Uganda Border Towns' Market Share of Crossborder Informal Trade with Kenya in 2013
| Rank | Border Town | Share of Exports | Share of Imports |
|---|---|---|---|
| 1 | Busia | 85.7% | 68.7% |
| 2 | Malaba | 9.6% | 21.1% |
| 3 | Suam | 3.6% | 4.9% |
| 4 | Lwakhakha | 1.4% | 4.9% |

==Population==
The national census in 2002 estimated the population of the town at 7,600. In 2010, the Uganda Bureau of Statistics (UBOS) estimated the population at 9,200. In 2011, UBOS estimated the population at 9,500. During the 2014 national population census, the population was enumerated at 18,224.

In 2015, UBOS estimated the population of Malaba, Uganda at 18,400. In 2020, the population agency estimated the midyear population of the town at 20,800. Of these, 10,800 (51.9 percent) were female and 10,000 (48.1 percent) were male. UBOS calculated the population of the town to have expanded at an average annual rate of 2.5 percent, between 2015 and 2020.

Available data:
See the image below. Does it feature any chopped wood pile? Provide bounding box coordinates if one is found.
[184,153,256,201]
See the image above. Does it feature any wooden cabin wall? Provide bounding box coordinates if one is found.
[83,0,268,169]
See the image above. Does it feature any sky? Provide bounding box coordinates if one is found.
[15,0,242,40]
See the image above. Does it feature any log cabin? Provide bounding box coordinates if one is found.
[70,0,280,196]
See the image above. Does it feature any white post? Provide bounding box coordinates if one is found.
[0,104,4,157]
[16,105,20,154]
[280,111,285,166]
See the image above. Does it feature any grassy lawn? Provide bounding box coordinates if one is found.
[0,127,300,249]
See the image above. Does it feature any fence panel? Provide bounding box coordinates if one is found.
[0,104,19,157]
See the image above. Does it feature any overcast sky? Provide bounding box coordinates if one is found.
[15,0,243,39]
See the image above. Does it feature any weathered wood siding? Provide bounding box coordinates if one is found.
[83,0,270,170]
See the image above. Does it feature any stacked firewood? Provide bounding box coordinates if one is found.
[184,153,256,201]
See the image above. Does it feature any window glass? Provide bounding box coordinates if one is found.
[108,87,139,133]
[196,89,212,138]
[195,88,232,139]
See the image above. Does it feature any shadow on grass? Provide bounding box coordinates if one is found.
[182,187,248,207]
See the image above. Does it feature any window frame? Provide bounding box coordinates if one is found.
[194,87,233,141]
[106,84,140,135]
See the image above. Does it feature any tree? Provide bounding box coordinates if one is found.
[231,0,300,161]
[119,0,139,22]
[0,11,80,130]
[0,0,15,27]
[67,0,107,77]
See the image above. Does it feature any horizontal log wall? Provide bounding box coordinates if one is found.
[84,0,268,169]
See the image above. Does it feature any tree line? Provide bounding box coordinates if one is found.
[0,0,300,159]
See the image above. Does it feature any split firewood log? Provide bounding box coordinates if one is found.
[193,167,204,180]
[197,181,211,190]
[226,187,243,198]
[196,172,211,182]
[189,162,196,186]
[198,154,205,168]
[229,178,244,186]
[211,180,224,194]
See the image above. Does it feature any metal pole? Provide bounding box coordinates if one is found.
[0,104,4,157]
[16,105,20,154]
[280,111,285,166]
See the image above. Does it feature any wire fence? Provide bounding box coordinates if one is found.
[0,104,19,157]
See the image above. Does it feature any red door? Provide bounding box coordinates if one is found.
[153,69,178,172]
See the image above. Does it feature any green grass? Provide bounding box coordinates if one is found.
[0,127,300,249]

Task instructions: Retype the passage of the Malaba, Uganda text starting at "In 2015, UBOS" and ending at "2015 and 2020.".

Answer section:
In 2015, UBOS estimated the population of Malaba, Uganda at 18,400. In 2020, the population agency estimated the midyear population of the town at 20,800. Of these, 10,800 (51.9 percent) were female and 10,000 (48.1 percent) were male. UBOS calculated the population of the town to have expanded at an average annual rate of 2.5 percent, between 2015 and 2020.